> [ZU LESENDER TEXT]:
Bei den Beschreibungen der Elemente werde ich mich nur auf jeweils ein Element konzentrieren. Ich mache also nur die Schublade Erde oder die Schublade Wasser oder die Schublade Feuer oder die Schublade Luft auf. Und dann werde ich nur über das reden, was in dieser einen Schublade drin ist, damit Sie einen guten Eindruck von diesem einen Element bekommen.
Da wir alle mehrere Elemente im täglichen Leben nutzen, brauchen Sie keinen Respekt davor zu haben, in so einer Schublade zu versinken. Wenn die Erde keinen Smalltalk mag, dann gehen Sie später einfach in das Element Luft und bekommen es mit Leichtigkeit hin. Wenn das Wasser mal wieder in einem Problem ertrinkt, dann wechseln Sie in Erde, um sich mit den sachlichen Fakten über Wasser zu halten und eine Lösung zu suchen. Es steckt alles in Ihnen. Und wie Sie den Schritt vom einen ins andere schaffen, zeigen ich Ihnen später.
Behalten Sie das im Hinterkopf, wenn ich Ihnen nun in typischer Schubladendenken-Manier die einzelnen Elemente vorstelle. Über diese extrem fokussierte Vorstellung, was in jeder einzelnen Schublade drin ist, können Sie erstens leichter entscheiden, welche der Elemente Sie schon leben. Zweitens bekommen Sie über diese überzogene und klischeehafte Vorstellung sofort ein klares Bild von jedem Element. Je stärker diese Bilder sind, desto leichter können Sie sich daran erinnern und das Bild immer dann aktivieren, wenn Sie Hilfe von diesem Superhelden brauchen.

> [ZU ERLEDIGEN]:
a. Fasse den Text über die Elemente in zwei Sätzen zusammen.
b. Ersetze in der Auflistung unten „wood floor plank“ durch „oak floor plank“ und gib ihre Zeilen sonst unverändert wieder.

> [VORLIEGENDE EINTRÄGE]:

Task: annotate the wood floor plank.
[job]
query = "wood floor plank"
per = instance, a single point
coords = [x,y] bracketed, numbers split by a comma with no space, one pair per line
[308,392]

> [ENDGÜLTIGE ANTWORTEN]:
a. Bei der Beschreibung der Elemente wird jeweils nur eine Schublade geöffnet, also Erde, Wasser, Feuer oder Luft, und nur über deren Inhalt gesprochen. Weil alle im Alltag mehrere Elemente nutzen, kann man zwischen ihnen wechseln, und die überzogene, klischeehafte Vorstellung soll helfen, die schon gelebten Elemente zu erkennen und sich von jedem ein klares, leicht abrufbares Bild einzuprägen.

b.
Task: annotate the oak floor plank.
[job]
query = "oak floor plank"
per = instance, a single point
coords = [x,y] bracketed, numbers split by a comma with no space, one pair per line
[308,392]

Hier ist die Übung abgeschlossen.